EXCERPT TO READ:
Pre-loaded Regulatory Corpus

Every Kenshiki Labs environment ships with a governed evidence base covering major AI governance standards, compliance frameworks, and industry-specific regulatory guidance — 2,200+ chunks, pre-tagged with SIRE identity and relationship mappings. Each framework is mapped through the Ontic Compliance Catalog to enforceable obligations, so the SIRE gate knows which evidence must exist before a governed request can proceed. Governed inference works on day one. Add your own documents on top.

  • EU AI Act (Regulation 2024/1689)
  • EU GDPR
  • HIPAA Administrative Simplification
  • PCI DSS 4.0.1
  • ISO/IEC 27001:2022 — Information Security
  • ISO/IEC 42001:2023 — AI Management System
  • ISO/IEC 23894:2023 — AI Risk Management
  • NIST AI Risk Management Framework 1.0
  • NIST AI 600-1 — Generative AI Profile
  • NIST Cybersecurity Framework 2.0
  • AICPA Trust Services Criteria (SOC 2)
  • DOJ Evaluation of Corporate Compliance Programs
  • 28 industry verticals: Financial Services, Healthcare, Defense & Intelligence, Government, Legal, Energy, Life Sciences, Education, and more
  • Ontic Compliance Catalog maps each framework to abstract obligations — the SIRE gate enforces them before retrieval

How Documents Are Parsed

Docling runs GPU-accelerated layout analysis (DocLayNet), table extraction (TableFormer), and OCR (EasyOCR). Output is enriched before chunking — not after, and not by the model.

  • Two-stage pipeline: GPU parse → CPU enrichment
  • Clause ID extraction for regulatory citations (e.g., "DFARS 252.204-7012")
  • Normative language detection (SHALL/MUST/REQUIRED flags)
  • Cross-reference resolution between sections and documents
  • Quality gate rejects OCR garbage, TOC entries, and low-density chunks
  • SIRE identity tags stamped during enrichment
  • Failed parses after 3 retries: quarantined, not dropped. Ledger receives a DEGRADED_BOUNDARY annotation.

SIRE Identity System

SIRE (Subject, Included, Relevant, Excluded) is deterministic identity metadata embedded in source frontmatter during ingestion. It defines what each source covers, relates to, and must never answer. Only Excluded enforces — the other three inform discovery.

  • Subject: anchors the source to a domain (e.g., soc_2_trust_services_criteria, eu_ai_act)
  • Included: enriches search with covered terminology (e.g., 'conformity assessment', 'cardholder data')
  • Relevant: maps cross-source topology (e.g., ISO 27001 → SOC 2; NIST AI RMF → EU AI Act)
  • Excluded: hard boundary (e.g., SOC 2 excludes 'sox', 'gaap', 'hipaa')
  • Exclusion gate purges matching chunks at retrieval — case-insensitive, word-boundary match
  • SIRE proposals generated by keyword frequency scan, then manually curated before application

Retrieval and Access Control

At retrieval time, Kura applies the caller's access boundary to candidate evidence. The model only sees what the caller is authorized to use for this specific question. Tenant-scoped enforcement is live today; caller-specific OpenFGA/ReBAC retrieval enforcement is the next boundary.

WRITTEN PROBLEM 1: From the regulatory corpus page, reproduce word for word the passage starting with "SIRE Identity System" and going on through "(e.g., soc_2_trust_services_criteria, eu_ai_act)".

DATA EXTRACT:

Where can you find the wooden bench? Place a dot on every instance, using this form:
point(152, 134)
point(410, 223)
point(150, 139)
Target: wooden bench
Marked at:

WRITTEN PROBLEM 2: Quote all of the records above line for line, without changing anything.

EXERCISE SOLUTION 1:
SIRE Identity System

SIRE (Subject, Included, Relevant, Excluded) is deterministic identity metadata embedded in source frontmatter during ingestion. It defines what each source covers, relates to, and must never answer. Only Excluded enforces — the other three inform discovery.

  • Subject: anchors the source to a domain (e.g., soc_2_trust_services_criteria, eu_ai_act)

EXERCISE SOLUTION 2:
Where can you find the wooden bench? Place a dot on every instance, using this form:
point(152, 134)
point(410, 223)
point(150, 139)
Target: wooden bench
Marked at:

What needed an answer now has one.